[[ SUPPLIED INFORMATION, beginning ]]

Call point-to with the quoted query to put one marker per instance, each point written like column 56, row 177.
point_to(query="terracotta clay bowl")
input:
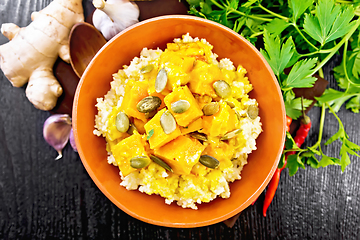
column 153, row 33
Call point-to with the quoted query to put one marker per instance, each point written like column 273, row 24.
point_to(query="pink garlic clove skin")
column 56, row 132
column 72, row 140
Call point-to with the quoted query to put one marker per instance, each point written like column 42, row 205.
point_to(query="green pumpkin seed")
column 122, row 122
column 230, row 134
column 238, row 115
column 150, row 114
column 167, row 122
column 231, row 104
column 161, row 80
column 148, row 104
column 253, row 111
column 211, row 108
column 161, row 163
column 132, row 129
column 209, row 161
column 147, row 69
column 222, row 88
column 198, row 136
column 139, row 162
column 180, row 106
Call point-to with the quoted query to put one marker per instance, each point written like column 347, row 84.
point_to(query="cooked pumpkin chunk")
column 181, row 154
column 135, row 91
column 220, row 123
column 156, row 134
column 192, row 127
column 133, row 146
column 194, row 112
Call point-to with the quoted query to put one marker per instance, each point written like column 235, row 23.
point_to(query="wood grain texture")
column 41, row 198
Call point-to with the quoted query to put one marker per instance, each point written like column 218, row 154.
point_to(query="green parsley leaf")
column 293, row 164
column 299, row 7
column 294, row 108
column 329, row 22
column 299, row 74
column 151, row 133
column 276, row 26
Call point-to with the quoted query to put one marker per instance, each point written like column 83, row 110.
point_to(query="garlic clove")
column 113, row 16
column 56, row 132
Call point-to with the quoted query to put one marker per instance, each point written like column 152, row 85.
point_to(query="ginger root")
column 30, row 54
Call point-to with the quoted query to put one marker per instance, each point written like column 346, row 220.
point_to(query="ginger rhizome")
column 30, row 54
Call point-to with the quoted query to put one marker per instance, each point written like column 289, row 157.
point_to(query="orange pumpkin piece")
column 157, row 136
column 181, row 154
column 192, row 127
column 130, row 147
column 220, row 123
column 194, row 112
column 135, row 91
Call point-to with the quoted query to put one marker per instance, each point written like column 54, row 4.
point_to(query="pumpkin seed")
column 131, row 129
column 139, row 162
column 211, row 108
column 161, row 163
column 209, row 161
column 148, row 104
column 150, row 114
column 180, row 106
column 230, row 134
column 147, row 69
column 231, row 104
column 198, row 136
column 222, row 88
column 122, row 122
column 161, row 80
column 167, row 122
column 253, row 111
column 238, row 115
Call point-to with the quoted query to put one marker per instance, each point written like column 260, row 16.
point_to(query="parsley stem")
column 302, row 35
column 337, row 47
column 344, row 61
column 256, row 34
column 273, row 13
column 217, row 4
column 321, row 128
column 250, row 16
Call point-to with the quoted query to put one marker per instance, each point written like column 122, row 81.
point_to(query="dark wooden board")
column 41, row 198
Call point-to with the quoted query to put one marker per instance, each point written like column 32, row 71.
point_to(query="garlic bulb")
column 113, row 16
column 56, row 131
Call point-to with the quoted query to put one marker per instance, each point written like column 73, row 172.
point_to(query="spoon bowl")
column 84, row 42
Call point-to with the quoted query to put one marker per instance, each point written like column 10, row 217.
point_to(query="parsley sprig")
column 301, row 35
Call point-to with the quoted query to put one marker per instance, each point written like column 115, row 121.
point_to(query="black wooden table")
column 41, row 198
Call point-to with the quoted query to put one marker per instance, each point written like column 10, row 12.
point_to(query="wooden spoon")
column 84, row 42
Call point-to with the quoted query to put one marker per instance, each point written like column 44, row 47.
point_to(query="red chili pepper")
column 288, row 123
column 270, row 193
column 299, row 139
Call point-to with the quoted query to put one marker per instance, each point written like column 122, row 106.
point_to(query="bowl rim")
column 211, row 221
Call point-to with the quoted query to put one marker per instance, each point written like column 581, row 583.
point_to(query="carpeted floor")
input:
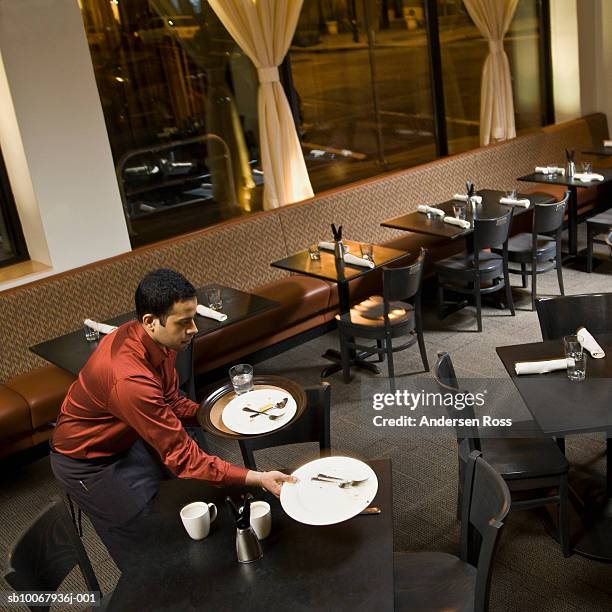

[[ SUPPLIED INFORMATION, end ]]

> [WORK INSTRUCTIONS]: What the answer must hold: all the data above, given again exactly, without pictures.

> [REPLY]:
Call point-to with the quoted query to put one marker per instance, each point written like column 56, row 177.
point_to(query="terracotta clay bowl")
input:
column 153, row 33
Call point-to with the quoted query to put one marker per instance, each point written like column 273, row 24.
point_to(query="pink garlic clove skin")
column 56, row 132
column 72, row 140
Call point-to with the quoted query to put one marker per instance, each point written like column 42, row 205.
point_to(query="green pumpkin seed")
column 122, row 122
column 230, row 134
column 238, row 115
column 150, row 114
column 167, row 122
column 231, row 104
column 161, row 80
column 148, row 104
column 253, row 111
column 211, row 108
column 161, row 163
column 132, row 129
column 209, row 161
column 147, row 69
column 222, row 88
column 198, row 136
column 139, row 162
column 180, row 106
Call point-to with the quoted query to put one marker per instance, each point written like column 347, row 84.
point_to(query="cooked pumpkin chunk")
column 181, row 154
column 135, row 91
column 220, row 123
column 156, row 134
column 192, row 127
column 133, row 146
column 194, row 112
Call point-to with the quoted query to put one marker per instance, each point written like column 235, row 23.
point_to(query="wood grain texture")
column 41, row 198
Call point-to with the quoted query to put one marker per instance, each point written like column 218, row 154.
point_to(query="green parsley leaf")
column 293, row 164
column 299, row 7
column 294, row 108
column 329, row 22
column 299, row 74
column 151, row 133
column 276, row 26
Call point-to with the quoted query to put one marker per instance, each point written like column 83, row 110.
point_to(query="garlic clove")
column 113, row 16
column 56, row 132
Call point-to with the quoted query to put one marker per instance, each point written like column 152, row 85.
point_to(query="ginger root")
column 30, row 54
Call point-to with the quoted query to put one marker per instance, each point written like column 346, row 220.
point_to(query="ginger rhizome")
column 30, row 54
Call point-to with the quoted query to put one marker per instance, each point written like column 289, row 157.
point_to(query="orange pumpkin piece")
column 157, row 136
column 181, row 154
column 192, row 127
column 130, row 147
column 220, row 123
column 194, row 112
column 135, row 91
Call point-to with the quoted query to put one marker per instance, each point written like column 54, row 4.
point_to(query="pumpkin seed")
column 131, row 129
column 139, row 162
column 211, row 108
column 161, row 163
column 209, row 161
column 148, row 104
column 150, row 114
column 180, row 106
column 230, row 134
column 147, row 69
column 231, row 104
column 198, row 136
column 222, row 88
column 122, row 122
column 161, row 80
column 167, row 122
column 253, row 111
column 238, row 115
Call point-to with the quoted query to put one marker per instance, each point written like column 260, row 16.
point_to(query="parsley stem")
column 302, row 35
column 337, row 47
column 344, row 61
column 256, row 34
column 273, row 13
column 217, row 4
column 321, row 128
column 250, row 16
Call point-to with the quoted query to put one marker per instance, each point written like column 122, row 81.
point_to(query="dark wooden board")
column 41, row 198
Call point-to with the quoted query to put one marker per instance, each point written like column 32, row 71.
point_to(query="garlic bulb")
column 113, row 16
column 56, row 131
Call point-to with the quoted query to put one marker per instance, each point written like column 73, row 172.
point_to(query="spoon bowl")
column 84, row 42
Call point-to with the quoted query to put one marker per instance, each point written like column 10, row 217.
point_to(query="parsley sprig")
column 301, row 35
Call point-to with the quoted query to put one marker per instance, each point written like column 115, row 121.
point_to(query="black wooden table")
column 41, row 198
Call point-to with the quoted query to put one marker per instance, each point written like column 10, row 12.
point_to(query="wooden spoon")
column 84, row 42
Call point-to with the quoted query to put one marker per instance, each point written like column 44, row 47.
point_to(query="red chili pepper")
column 288, row 123
column 270, row 193
column 299, row 139
Call point-to with the quoted query to put one marker per instance, each point written like column 122, row 106.
point_to(query="bowl rim")
column 211, row 221
Call point-to with the quoted query to put one marker per instance, each point written like column 581, row 583.
point_to(query="carpeted floor")
input:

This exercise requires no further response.